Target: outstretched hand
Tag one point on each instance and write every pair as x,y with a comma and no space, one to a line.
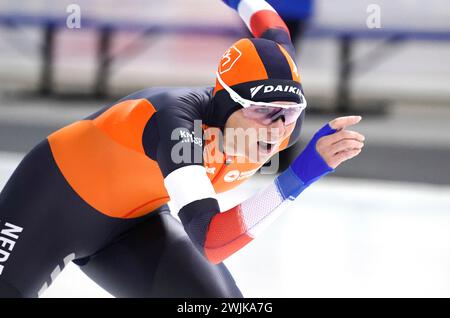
343,144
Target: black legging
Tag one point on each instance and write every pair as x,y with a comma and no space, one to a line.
149,256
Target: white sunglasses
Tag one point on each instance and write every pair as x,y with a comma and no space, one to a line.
249,103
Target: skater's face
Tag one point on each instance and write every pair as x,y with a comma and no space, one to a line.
252,138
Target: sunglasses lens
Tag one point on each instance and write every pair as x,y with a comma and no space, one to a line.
267,114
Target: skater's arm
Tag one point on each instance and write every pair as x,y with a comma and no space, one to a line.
220,234
263,21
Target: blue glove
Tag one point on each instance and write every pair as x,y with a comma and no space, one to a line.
307,168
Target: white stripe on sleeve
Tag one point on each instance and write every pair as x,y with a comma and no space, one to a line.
188,184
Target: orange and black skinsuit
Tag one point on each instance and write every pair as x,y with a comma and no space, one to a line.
95,192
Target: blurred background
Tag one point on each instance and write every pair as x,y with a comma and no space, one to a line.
378,226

작성 지시:
위의 모든 행을 요청까지 포함해 다시 쓰되, 답에 있는 좌표값을 모두 1.45배로 환산하고 정수로 반올림해(0.5는 올림) 주시겠어요? 사진은 답에서 빼 주세요.

응답 내용:
Target: outstretched hand
Tag one point on each instance and write every pair as x,y with a comma and no space, one to a line.
497,209
Target: black legging
Tag one point on each instance and write every pair as x,y with a comma and no space, one to a line.
216,371
Target: white sunglasses
Tag one point on each instance and write every pair as x,y with a comma and no space, one to a line.
361,149
Target: skater's face
Tag one point on each instance and write every pair as x,y with a comma and no space, one to a line.
365,200
Target: sunglasses lens
Tag one point on each instance and write every pair as x,y with a comma and no space, one to a line.
387,165
Target: skater's arm
Tag one point on each instance and write every pair as x,y with a comma and no space, one to a line.
319,339
381,30
Target: blue glove
Tag one point on each instance and write every pair as x,y with a comma and no space, one to a line.
445,244
Target: white stripe on sleeve
Tag one point on each instance and write every pair as x,y with a comma and no space, one to a line.
273,267
Target: orange and black skinsuit
Tag one point on each instance and write every pair as x,y with a comma and no space, one to a line.
138,278
Target: blurred background
Tag one point on each instance and write every pair as x,y with a comma and no space, one to a line.
548,328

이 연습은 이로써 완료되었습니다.